■ Task prompt ■
Up to and including the line that contains "<point>193,132</point>", return every line from the start of the data, unchanged.

■ Task input ■
+++++

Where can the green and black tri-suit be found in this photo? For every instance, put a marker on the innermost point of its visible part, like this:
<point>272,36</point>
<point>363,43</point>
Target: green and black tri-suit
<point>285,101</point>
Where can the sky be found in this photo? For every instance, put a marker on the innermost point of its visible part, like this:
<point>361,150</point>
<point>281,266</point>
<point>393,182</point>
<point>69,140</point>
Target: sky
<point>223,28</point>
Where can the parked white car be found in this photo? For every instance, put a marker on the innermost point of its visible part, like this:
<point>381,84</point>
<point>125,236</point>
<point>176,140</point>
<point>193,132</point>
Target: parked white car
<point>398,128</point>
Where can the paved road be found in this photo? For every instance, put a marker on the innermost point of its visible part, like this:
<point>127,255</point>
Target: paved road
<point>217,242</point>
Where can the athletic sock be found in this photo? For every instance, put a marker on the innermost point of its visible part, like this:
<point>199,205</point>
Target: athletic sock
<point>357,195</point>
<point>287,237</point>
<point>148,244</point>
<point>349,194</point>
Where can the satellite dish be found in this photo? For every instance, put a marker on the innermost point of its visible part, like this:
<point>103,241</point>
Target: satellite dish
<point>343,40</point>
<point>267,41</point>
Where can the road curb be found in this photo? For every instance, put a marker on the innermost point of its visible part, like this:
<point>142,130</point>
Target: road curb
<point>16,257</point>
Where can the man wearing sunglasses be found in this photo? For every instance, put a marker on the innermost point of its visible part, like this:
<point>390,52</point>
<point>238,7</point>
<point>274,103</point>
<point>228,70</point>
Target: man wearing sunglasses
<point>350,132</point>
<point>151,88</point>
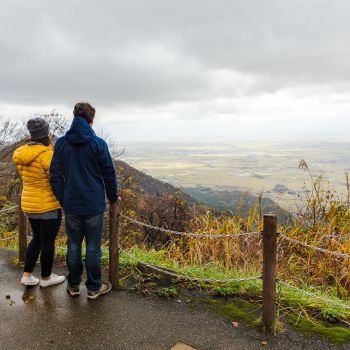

+++++

■ Solved problem ■
Where can the green and black tri-suit be found in this photo? For every instance, put a marker on the innermost point of its visible part, like this:
<point>272,36</point>
<point>363,43</point>
Target: green and black tri-suit
<point>285,101</point>
Where can the sky be found in this photo? For every instance, put a marker on the innermost point of its visible part, like this:
<point>361,150</point>
<point>281,266</point>
<point>393,182</point>
<point>69,140</point>
Target: sky
<point>223,28</point>
Where can the parked white car be found in this photo? For every instance, put a marker on the innermost point of its visible part, like this:
<point>381,84</point>
<point>125,236</point>
<point>176,140</point>
<point>193,132</point>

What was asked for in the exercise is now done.